Well no.  If anything Satoshi Dice is delaying tx which pay less or nothing.  Oh noes.  They paying customer gets to go first.  If you pay more per KB than Satoshi Dice your tx will never be delayed.  SD pays 0.0005 BTC per tx.   Simple experiment.  Add 0.002 BTC tx fee to all your tx.  Yes it will cost you a "whole" US penny.  Your tx will have higher priority.  Problem solved.

Good point.

That would be like Google blocking its biggest advertisers because they dare generate so much traffic!

And good analogy as well. Smiley

I don't want to be mean, but some peoples' brains just don't work right.

I'm pretty sure Matt Corallo's brain works very well, though.
The debate here is more fundamental. Some people are all angry with SatoshiDice because they've finally increased Bitcoin's transaction volume, making it harder for people that do not have to store and validate  the blockchain to keep storing and validating the blockchain. They believe it would be nice if such unnecessary and unscalable behavior could go on for longer, and want to punish those that are making this difficult.

» Records
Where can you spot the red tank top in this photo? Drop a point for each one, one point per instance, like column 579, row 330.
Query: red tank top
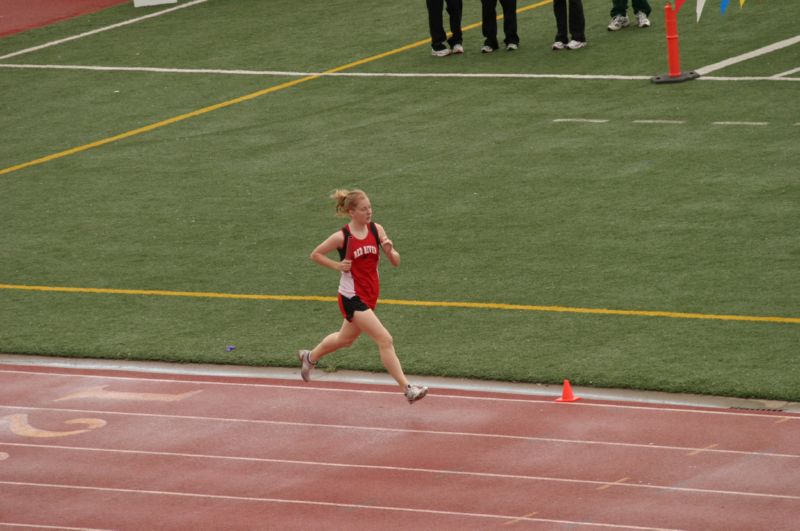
column 362, row 280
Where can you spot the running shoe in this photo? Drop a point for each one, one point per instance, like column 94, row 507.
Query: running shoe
column 306, row 364
column 440, row 51
column 415, row 392
column 618, row 22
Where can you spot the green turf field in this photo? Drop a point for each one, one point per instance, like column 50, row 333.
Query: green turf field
column 494, row 195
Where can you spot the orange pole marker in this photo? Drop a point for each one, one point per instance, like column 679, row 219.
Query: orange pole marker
column 566, row 393
column 673, row 51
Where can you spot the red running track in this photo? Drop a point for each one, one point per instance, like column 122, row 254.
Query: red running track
column 83, row 449
column 21, row 15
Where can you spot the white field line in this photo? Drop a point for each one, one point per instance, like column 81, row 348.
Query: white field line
column 437, row 395
column 659, row 121
column 414, row 470
column 325, row 504
column 437, row 433
column 282, row 73
column 100, row 30
column 787, row 73
column 742, row 123
column 749, row 55
column 580, row 120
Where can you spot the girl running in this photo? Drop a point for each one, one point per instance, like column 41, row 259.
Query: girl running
column 358, row 244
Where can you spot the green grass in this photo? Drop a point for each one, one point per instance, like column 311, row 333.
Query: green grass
column 486, row 197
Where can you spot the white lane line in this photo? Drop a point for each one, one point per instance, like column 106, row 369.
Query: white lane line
column 742, row 123
column 600, row 485
column 531, row 400
column 39, row 526
column 683, row 449
column 100, row 30
column 325, row 504
column 749, row 55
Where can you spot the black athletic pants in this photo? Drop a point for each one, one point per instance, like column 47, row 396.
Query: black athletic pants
column 489, row 22
column 436, row 22
column 577, row 23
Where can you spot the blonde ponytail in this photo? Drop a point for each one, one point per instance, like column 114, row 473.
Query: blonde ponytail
column 346, row 200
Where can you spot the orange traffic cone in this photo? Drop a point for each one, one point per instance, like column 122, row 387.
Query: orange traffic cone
column 566, row 393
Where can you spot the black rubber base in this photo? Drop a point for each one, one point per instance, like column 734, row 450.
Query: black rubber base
column 666, row 78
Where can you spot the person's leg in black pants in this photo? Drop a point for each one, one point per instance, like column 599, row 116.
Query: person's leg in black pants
column 489, row 23
column 510, row 21
column 560, row 11
column 577, row 22
column 454, row 9
column 436, row 24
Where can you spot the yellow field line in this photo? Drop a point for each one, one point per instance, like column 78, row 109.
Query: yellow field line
column 400, row 302
column 224, row 104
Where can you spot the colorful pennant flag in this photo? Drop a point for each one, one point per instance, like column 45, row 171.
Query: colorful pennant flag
column 701, row 3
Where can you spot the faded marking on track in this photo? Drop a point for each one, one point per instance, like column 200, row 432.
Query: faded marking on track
column 19, row 425
column 100, row 393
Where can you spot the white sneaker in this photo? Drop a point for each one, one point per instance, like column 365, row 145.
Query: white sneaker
column 415, row 392
column 618, row 22
column 306, row 364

» Exercise description
According to the Satoshi Dice passage, how much does SD pay per transaction? Answer from the Satoshi Dice passage alone, not from the records.

» Result of this task
0.0005 BTC per transaction.